--- Source passage ---
+ + +

Lol, great thread. :D
We've probably heard these before but for a laugh -
What's the difference between a zit and a priest?
A zit will wait till your 12 till it comes on your face.
Why did the guitar teacher get fired from school?
For fingering a minor.
Why does Dr Pepper come in a bottle?
coz his wife died.
What has 20 feet and smells of piss?
The conga at an old people's home.
A sign outside a church says "What is missing Ch__ch".
whats got 14 windows that wont open?
keith chegwin's advent calendar.
A man goes to a $10 hooker and contracts crabs from her. When he goes back to complain, the hooker laughs and says, "What do you expect for $10 -- lobster?" .... see my point ?
A guy takes his wife to her high school reunion , and he notices she keeps staring at a man on the next table who is drinking heavily.
He asks her " Do you know him " ?
The wife reply's " He used to be my boyfriend , when I broke up with him he has been drinking ever since ".
The husband reply's " WOW I didn't think anyone could celebrate for that long " !!!!
Nice joke there Al.
Now here's one:
Morrissey.
What does the bully astronaut say to the new astronaut on the international space station?
"You're dead outside".
Read these jokes they are classic.
Q: Name the site Chewbacca created to give out Empire secrets.
A: Wookieeleaks
Q: Which app do Jedi use to open PDF files?
A: Adobe Wan Kenobi
Q: What did Yoda say when he gave Luke Skywalker his sports car?
A: May the Porsche be with you
Q: Where does Princess Leia go shopping for clothes?
A: At the Darth Maul
Q: Why did Anakin Skywalker cross the road?
A: To get to the Dark Side
Q: What is a stormtrooper's favorite TV show?
A: Game of Clones
Q: Why does Princess Leia keep her hair tied up in buns?
A: So it doesn't Hang So-low
Q: Why can’t you count on Yoda to pick up the bar tab?
A: He's always a little short
Q: What do you call a pirate droid?
A: Arr2-D2
Q: What do you call a Jedi in denial?
A: Obi-Wan Cannot Be
Q: Which Star Wars character works at a restaurant?
A: Darth Waiter
Q: What do you call someone who tries too hard to be a Jedi?
A: Obi-Wannabe
Q: Why is a Jedi knight never lonely?
A: Because the Force is always with him
Q: What kind of money do they use in space?
A: Star-bucks
Q: If Darth Vader was a Disney character, what song would he sing?
A: "When You Wish Upon A Death Star..."
I hope I haven't posted one before.
The parable of the clever son.
An old man lying on his deathbed summoned his three sons.
“I will give each of you a penny, my children,” he said in a trembling voice. “The one who can buy something to fill the whole house with will inherit my house and all my possessions.”
The first son went out and bought a bale of hay but the hay was barely enough to fill even the smallest room.

+ + +

--- Data records ---
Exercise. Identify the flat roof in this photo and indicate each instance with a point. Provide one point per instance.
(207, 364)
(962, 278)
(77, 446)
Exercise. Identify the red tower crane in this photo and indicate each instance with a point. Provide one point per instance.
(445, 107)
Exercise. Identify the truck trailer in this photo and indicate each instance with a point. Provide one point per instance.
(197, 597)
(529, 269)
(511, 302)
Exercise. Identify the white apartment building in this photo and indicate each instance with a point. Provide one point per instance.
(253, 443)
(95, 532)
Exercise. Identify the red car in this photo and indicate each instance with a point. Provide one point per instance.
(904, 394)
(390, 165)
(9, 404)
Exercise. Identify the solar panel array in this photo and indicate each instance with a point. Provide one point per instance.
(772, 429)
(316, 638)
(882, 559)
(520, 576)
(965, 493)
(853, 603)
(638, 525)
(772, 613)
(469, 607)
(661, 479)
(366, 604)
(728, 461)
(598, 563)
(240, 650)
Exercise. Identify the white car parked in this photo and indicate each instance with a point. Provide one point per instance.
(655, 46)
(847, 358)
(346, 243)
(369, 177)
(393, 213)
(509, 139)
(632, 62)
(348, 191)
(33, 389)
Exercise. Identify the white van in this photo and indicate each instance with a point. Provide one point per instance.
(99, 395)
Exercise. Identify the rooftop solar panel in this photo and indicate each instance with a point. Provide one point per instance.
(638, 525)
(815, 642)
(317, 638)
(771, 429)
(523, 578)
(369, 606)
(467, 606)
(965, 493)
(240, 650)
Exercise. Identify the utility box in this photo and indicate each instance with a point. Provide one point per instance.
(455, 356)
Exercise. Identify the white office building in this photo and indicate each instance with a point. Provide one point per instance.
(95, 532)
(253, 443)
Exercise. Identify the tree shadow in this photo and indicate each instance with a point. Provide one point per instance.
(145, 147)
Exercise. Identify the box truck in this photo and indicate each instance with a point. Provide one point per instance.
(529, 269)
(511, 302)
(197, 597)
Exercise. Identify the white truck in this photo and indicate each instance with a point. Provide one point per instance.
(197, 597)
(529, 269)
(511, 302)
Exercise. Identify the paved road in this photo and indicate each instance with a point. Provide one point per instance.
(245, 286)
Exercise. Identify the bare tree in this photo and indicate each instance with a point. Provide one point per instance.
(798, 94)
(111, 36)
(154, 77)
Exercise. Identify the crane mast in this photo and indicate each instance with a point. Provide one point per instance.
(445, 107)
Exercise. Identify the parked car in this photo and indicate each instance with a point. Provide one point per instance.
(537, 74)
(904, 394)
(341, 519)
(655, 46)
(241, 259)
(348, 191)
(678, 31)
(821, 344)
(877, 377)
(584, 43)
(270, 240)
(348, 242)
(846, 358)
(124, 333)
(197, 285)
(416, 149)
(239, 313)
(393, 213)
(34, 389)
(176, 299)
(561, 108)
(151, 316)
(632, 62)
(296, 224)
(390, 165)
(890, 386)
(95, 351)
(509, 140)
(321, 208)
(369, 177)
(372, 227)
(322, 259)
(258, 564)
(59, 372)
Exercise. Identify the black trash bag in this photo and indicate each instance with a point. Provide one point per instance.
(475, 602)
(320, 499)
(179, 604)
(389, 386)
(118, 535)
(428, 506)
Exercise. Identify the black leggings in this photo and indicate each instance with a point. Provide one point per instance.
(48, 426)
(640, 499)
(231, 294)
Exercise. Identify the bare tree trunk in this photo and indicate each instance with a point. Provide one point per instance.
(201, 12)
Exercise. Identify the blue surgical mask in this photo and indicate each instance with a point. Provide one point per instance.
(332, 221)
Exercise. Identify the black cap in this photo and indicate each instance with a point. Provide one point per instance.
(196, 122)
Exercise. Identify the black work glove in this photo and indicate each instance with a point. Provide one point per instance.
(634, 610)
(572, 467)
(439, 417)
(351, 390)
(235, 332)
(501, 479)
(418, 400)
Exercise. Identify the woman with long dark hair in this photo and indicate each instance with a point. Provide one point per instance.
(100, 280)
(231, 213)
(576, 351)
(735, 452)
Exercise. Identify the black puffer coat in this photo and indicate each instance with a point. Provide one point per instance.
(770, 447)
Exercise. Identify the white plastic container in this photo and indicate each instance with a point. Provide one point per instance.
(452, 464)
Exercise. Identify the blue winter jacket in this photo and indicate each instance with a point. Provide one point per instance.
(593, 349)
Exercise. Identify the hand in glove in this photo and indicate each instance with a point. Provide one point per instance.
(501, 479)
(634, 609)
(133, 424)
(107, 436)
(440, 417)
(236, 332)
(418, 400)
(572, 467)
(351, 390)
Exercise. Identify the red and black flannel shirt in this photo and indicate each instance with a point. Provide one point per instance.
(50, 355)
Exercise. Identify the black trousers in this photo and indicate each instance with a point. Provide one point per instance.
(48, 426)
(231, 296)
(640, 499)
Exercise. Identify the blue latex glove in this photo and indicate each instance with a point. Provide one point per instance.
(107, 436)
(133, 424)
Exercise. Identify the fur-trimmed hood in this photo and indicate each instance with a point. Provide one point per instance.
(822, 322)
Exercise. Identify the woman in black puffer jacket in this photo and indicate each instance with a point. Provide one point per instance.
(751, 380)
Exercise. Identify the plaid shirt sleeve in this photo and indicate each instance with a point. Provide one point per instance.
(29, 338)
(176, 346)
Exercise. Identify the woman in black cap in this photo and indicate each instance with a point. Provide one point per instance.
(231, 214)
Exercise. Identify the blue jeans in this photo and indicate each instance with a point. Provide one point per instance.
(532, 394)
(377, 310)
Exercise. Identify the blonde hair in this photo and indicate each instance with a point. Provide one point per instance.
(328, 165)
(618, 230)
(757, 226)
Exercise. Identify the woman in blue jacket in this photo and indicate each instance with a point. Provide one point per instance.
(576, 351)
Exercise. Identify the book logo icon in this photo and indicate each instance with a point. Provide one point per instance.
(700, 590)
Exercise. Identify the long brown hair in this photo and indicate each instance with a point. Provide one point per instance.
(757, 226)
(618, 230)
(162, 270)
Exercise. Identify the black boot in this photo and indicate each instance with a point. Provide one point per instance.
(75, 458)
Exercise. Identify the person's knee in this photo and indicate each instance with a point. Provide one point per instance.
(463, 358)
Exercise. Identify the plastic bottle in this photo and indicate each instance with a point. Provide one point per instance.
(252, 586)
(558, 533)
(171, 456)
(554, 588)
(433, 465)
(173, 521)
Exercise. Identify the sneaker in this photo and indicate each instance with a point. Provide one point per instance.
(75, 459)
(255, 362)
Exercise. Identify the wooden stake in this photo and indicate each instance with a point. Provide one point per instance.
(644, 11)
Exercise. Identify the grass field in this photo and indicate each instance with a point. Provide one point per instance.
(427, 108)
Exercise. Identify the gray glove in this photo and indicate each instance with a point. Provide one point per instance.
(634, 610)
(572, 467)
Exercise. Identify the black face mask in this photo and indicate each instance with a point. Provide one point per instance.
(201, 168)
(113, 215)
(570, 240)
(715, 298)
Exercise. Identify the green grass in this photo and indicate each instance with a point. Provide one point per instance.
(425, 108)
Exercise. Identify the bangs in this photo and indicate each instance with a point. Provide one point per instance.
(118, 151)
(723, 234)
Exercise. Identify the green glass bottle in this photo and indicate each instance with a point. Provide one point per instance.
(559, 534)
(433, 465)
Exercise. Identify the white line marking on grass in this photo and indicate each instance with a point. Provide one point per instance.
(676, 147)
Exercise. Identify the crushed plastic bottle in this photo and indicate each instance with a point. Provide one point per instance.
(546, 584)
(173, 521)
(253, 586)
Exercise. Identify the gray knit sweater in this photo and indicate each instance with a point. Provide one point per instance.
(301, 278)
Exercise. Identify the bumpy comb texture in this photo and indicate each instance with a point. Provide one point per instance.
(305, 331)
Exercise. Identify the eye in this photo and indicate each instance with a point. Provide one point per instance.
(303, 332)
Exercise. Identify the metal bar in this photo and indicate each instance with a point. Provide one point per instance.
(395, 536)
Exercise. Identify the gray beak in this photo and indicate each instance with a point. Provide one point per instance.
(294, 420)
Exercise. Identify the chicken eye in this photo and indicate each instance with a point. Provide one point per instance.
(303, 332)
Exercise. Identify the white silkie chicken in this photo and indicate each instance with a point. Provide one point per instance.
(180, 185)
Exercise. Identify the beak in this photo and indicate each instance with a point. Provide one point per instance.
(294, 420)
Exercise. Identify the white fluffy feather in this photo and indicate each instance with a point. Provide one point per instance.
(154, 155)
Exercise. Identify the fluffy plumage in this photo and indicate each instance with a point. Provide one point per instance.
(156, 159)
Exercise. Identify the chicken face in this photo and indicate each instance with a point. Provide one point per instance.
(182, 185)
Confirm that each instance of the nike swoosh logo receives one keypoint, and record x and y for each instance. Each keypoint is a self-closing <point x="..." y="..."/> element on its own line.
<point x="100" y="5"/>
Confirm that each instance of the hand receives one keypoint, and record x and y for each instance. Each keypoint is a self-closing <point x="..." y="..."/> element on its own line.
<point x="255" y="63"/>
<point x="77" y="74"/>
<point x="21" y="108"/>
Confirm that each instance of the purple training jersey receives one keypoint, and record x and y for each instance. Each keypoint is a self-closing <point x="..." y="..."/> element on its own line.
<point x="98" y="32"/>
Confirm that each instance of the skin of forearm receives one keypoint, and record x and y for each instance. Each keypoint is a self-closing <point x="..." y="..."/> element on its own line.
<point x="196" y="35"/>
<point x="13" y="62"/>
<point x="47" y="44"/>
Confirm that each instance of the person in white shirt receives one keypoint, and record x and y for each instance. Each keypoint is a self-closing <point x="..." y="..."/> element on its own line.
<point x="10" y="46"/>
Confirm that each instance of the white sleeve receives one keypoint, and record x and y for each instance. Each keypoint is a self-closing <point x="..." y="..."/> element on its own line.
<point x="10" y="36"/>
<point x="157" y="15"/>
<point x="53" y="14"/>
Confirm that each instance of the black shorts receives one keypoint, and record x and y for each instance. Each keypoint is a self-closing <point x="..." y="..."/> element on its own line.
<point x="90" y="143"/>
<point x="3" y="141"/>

+ + +

--- Apply what you read ---
1. Give the punchline from the joke thread for every question whose wording contains the word "Jedi."
2. Based on the joke thread, do these statements hold? Answer yes or no for each and quote the words that decide it.
(a) The old man on his deathbed called for his three sons.
(b) The first son's bale of hay filled the whole house.
(c) According to the joke thread, a stormtrooper's favorite TV show is Star Trek.
3. Repeat word for word the stretch of the joke thread from "Nice joke there" through "they are classic.".

--- Per-task outputs ---
1.
- Adobe Wan Kenobi
- Obi-Wan Cannot Be
- Obi-Wannabe
- Because the Force is always with him

2.
(a) Yes: "An old man lying on his deathbed summoned his three sons."
(b) No: "the hay was barely enough to fill even the smallest room."
(c) No: "A: Game of Clones"

3.
Nice joke there Al.
Now here's one:
Morrissey.
What does the bully astronaut say to the new astronaut on the international space station?
"You're dead outside".
Read these jokes they are classic.